SUPPLIED PASSAGE:
Content starts

File spoon-archives/deleuze-guattari.archive/deleuze-guattari_1998/deleuze-guattari.9812, message 117


From: f1221-AT-cc.nagasaki-u.ac.jp
Date: Thu, 10 Dec 1998 12:23:52 +0900
Subject: Re: Deleuze and redemption..flowers of flight


At 8:24 PM 98.12.9, Daniel Haines wrote:

[...]

> and I wasn't suggesting that there was no scientific documentation, only
> that criticisms of homeopathy didn't necessarily follow from such
> research, but rather from what people with particular ideas about "how
> things work" make of such research...

But that is not the case, at least I cannot say so from my experience. When I
studied medicine (in Germany), homeopathy classes/courses/lectures were
offered and -though not obligatory- attended by about 50% of the students.
Also, (again in Germany, I cannot say how this is in America) many doctors
practise allopathy AND homeopathy and see no contradiction there. Homeopathy
is not criticized by >people with particular ideas< (I shall assume the medical
profession ?), because they are a priori against it, but because of two
reasons :

- many (but not all) studies on homeopathy are methodically flawed and
- there is no serious disease where a homeopathic therapy has ever been proven
to be more effective than waiting and doing nothing.

> [...] also, as on the one hand,there are plenty of substances that have been
> around much longer than 200 years that are rejected out of prejudice for
> medical use - despite having been proved conclusively to be effective -

For example ?

> and, on the othe hand, most of the substances used by medical
> science/pharmaceutical companies have been in medical use for rather
> less than 200 years - on what exactly are you basing the idea that 200
> years is "long enough to have proven what it is worth"?

Well, during the last 200 years
surgery under anestesia,
vaccination,
antibiotics,
minimally invasive surgery,
transplantation,
beta blockers,
X-ray,
to name a few -the list is hardly exhaustive- have been introduced into
medicine from various fields of expertise. But none of them from homeopathy.

Maybe the assumption at its foundation, the >similia similibus curentur<,
is no particularly fertile hypothesis. Medicine probably just is not that
simple.

[...]

And finally, as I recently turned from medicine to economy, I want to make
a comparison that may seem far-fetched: For similar reasons, I believe that
Keynesianism is much more effective than going by the Monetarist rule.
Economy probably is not that simple either.

Content ends

STORED DATA:
Content starts

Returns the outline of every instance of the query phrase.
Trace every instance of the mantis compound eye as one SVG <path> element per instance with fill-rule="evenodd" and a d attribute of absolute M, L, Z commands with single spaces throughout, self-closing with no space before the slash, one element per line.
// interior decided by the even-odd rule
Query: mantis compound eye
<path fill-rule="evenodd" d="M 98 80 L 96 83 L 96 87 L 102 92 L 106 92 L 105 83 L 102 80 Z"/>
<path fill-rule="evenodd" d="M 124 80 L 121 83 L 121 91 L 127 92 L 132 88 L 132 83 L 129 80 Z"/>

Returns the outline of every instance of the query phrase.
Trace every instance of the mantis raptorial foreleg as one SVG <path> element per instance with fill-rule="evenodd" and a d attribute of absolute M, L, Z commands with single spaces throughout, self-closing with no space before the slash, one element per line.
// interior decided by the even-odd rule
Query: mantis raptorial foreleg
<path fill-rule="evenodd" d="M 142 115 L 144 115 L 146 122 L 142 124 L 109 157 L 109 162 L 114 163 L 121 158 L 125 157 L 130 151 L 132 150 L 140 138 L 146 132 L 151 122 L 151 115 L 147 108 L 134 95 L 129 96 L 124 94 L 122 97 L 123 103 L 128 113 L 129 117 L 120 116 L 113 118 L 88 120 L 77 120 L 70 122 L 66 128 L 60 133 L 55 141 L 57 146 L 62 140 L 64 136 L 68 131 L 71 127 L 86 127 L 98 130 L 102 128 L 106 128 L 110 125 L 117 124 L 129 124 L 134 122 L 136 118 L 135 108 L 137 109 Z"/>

Content ends

In the email about homeopathy above, copy out word for word the stretch from "- many (but" through "and doing nothing.".

OUTPUT FOR THIS EXERCISE:
- many (but not all) studies on homeopathy are methodically flawed and
- there is no serious disease where a homeopathic therapy has ever been proven
to be more effective than waiting and doing nothing.